# [EXERCISE DETAILS]
Rewrite the entries below, replacing each occurrence of "JSON array" with "JSON list" and leaving every other character unchanged.

Entries from an annotation dataset
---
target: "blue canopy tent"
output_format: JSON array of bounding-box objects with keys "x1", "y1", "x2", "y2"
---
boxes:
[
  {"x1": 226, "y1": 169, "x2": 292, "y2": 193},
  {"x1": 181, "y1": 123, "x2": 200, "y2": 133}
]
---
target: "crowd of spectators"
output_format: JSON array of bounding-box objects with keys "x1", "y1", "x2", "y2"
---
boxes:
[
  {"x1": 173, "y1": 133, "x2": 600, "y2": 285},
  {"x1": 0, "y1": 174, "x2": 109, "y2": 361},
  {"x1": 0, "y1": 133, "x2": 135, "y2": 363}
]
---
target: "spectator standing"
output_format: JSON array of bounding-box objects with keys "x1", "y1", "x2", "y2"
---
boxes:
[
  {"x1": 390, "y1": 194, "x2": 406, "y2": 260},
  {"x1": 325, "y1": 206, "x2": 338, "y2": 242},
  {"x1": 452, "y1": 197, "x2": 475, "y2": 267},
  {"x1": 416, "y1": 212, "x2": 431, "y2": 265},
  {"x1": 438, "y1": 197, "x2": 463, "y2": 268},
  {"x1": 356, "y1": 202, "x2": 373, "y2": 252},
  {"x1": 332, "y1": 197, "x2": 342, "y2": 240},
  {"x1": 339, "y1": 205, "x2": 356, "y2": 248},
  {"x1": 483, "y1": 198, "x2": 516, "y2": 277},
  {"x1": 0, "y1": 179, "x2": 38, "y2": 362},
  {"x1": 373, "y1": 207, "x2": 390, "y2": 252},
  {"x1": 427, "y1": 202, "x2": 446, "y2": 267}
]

# [WRITTEN SOLUTION]
---
target: "blue canopy tent"
output_format: JSON list of bounding-box objects with keys "x1", "y1", "x2", "y2"
---
boxes:
[
  {"x1": 226, "y1": 169, "x2": 292, "y2": 193},
  {"x1": 181, "y1": 123, "x2": 200, "y2": 133}
]
---
target: "crowd of spectators"
output_format: JSON list of bounding-box objects with keys "x1", "y1", "x2", "y2"
---
boxes:
[
  {"x1": 173, "y1": 133, "x2": 600, "y2": 285},
  {"x1": 0, "y1": 174, "x2": 109, "y2": 361},
  {"x1": 0, "y1": 133, "x2": 135, "y2": 363}
]
---
target: "spectator standing"
output_format: JSON list of bounding-box objects with keys "x1", "y1", "x2", "y2"
---
boxes:
[
  {"x1": 390, "y1": 194, "x2": 406, "y2": 260},
  {"x1": 325, "y1": 206, "x2": 338, "y2": 242},
  {"x1": 452, "y1": 197, "x2": 475, "y2": 267},
  {"x1": 416, "y1": 212, "x2": 431, "y2": 265},
  {"x1": 438, "y1": 197, "x2": 463, "y2": 268},
  {"x1": 356, "y1": 202, "x2": 373, "y2": 252},
  {"x1": 332, "y1": 197, "x2": 342, "y2": 240},
  {"x1": 339, "y1": 205, "x2": 356, "y2": 248},
  {"x1": 483, "y1": 198, "x2": 516, "y2": 277},
  {"x1": 0, "y1": 179, "x2": 38, "y2": 362},
  {"x1": 373, "y1": 207, "x2": 390, "y2": 252},
  {"x1": 427, "y1": 202, "x2": 446, "y2": 267}
]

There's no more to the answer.